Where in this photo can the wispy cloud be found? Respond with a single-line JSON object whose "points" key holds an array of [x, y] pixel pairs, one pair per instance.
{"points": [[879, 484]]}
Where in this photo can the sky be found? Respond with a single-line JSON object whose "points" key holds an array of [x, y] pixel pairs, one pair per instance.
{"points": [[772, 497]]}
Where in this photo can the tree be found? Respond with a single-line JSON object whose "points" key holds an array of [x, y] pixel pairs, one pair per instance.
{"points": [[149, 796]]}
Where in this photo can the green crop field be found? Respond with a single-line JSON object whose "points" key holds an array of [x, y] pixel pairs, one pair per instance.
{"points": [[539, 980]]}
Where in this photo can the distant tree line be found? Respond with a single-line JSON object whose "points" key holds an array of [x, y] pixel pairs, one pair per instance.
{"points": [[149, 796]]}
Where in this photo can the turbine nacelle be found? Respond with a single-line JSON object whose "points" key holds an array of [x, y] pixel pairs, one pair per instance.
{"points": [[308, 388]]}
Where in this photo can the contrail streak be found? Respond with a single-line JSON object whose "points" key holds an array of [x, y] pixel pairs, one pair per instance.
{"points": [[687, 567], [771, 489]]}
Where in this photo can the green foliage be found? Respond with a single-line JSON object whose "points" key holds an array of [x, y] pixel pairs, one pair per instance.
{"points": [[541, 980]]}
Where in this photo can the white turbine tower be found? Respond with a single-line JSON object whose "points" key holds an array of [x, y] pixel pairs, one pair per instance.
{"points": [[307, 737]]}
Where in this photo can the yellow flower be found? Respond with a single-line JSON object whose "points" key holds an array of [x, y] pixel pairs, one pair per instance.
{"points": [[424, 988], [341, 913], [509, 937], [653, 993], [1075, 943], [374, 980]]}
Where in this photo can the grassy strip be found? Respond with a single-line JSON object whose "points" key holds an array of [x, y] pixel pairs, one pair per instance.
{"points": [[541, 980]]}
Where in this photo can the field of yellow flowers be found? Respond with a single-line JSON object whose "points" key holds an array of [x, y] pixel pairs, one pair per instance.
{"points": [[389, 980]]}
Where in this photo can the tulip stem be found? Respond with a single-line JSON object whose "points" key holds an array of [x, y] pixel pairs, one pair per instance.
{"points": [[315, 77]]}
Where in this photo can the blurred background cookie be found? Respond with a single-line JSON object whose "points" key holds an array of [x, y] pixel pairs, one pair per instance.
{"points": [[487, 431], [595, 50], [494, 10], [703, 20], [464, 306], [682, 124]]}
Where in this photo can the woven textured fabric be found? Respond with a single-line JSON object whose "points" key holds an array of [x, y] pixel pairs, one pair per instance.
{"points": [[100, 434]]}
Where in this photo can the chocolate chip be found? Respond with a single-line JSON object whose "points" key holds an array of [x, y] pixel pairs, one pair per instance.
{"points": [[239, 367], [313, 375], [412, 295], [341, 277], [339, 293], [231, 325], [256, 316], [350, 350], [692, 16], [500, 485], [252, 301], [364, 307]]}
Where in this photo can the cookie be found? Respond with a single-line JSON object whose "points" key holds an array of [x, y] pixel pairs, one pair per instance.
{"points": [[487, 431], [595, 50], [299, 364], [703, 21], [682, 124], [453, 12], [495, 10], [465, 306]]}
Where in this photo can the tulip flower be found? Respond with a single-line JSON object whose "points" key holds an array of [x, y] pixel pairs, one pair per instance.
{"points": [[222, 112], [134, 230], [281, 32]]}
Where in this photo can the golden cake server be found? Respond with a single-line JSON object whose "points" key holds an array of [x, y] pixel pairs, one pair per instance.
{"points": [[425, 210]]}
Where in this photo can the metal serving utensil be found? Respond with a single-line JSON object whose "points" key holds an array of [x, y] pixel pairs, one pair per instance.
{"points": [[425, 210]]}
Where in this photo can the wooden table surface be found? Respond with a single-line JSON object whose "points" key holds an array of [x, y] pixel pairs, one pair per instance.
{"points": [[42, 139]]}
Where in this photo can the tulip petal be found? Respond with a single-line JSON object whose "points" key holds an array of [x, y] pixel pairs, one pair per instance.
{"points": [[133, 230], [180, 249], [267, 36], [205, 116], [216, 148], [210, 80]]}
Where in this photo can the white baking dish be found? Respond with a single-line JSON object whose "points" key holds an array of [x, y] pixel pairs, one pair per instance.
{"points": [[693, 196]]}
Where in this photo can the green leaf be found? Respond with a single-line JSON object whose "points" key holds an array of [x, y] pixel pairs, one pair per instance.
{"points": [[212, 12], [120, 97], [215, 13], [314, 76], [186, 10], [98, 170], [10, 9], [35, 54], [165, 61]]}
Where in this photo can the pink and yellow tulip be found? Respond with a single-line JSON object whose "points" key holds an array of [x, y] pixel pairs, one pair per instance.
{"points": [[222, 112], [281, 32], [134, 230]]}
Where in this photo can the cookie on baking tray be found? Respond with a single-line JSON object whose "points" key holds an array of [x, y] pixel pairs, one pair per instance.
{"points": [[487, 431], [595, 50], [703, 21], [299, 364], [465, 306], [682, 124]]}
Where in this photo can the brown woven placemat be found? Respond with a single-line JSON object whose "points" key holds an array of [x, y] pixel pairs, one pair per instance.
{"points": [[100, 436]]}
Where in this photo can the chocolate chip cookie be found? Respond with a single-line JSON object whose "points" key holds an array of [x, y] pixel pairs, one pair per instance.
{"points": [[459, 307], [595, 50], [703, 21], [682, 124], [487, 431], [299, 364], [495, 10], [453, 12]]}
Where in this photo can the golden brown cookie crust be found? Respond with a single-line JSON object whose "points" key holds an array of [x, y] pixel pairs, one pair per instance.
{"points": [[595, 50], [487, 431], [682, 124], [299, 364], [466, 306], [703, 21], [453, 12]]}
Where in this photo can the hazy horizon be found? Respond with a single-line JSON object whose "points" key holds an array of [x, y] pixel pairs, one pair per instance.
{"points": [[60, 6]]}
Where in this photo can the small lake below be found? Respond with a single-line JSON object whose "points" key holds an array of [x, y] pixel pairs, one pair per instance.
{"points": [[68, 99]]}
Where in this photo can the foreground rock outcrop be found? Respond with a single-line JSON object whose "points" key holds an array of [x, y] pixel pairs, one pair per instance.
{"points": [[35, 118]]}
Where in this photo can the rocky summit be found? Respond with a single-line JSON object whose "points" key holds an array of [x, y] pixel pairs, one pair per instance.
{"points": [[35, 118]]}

+++

Please reproduce verbatim the lines of the material above, starting at the line that contains "Where in this photo can the hazy" and ending at the final line of the material, with both of those lines included.

Written answer>
Where in this photo can the hazy horizon be found? Respond with a single-line JSON object whose "points" key holds an array of [x, y] pixel pairs, one pair per instance.
{"points": [[60, 6]]}
Where in this photo can the small lake below be found? Respond with a single-line JSON object whose "points" key holds an array of [x, y] pixel pairs, one pair per instance.
{"points": [[68, 99]]}
Where in this photo can the foreground rock outcrop be found? Respond with a single-line JSON object whose "points" key holds an array of [x, y] pixel pairs, one pair per instance.
{"points": [[35, 118]]}
Where in this photo can the rocky summit be found? Respond with a single-line JSON object whose "points" key holds an array of [x, y] pixel pairs, one pair per instance.
{"points": [[35, 118]]}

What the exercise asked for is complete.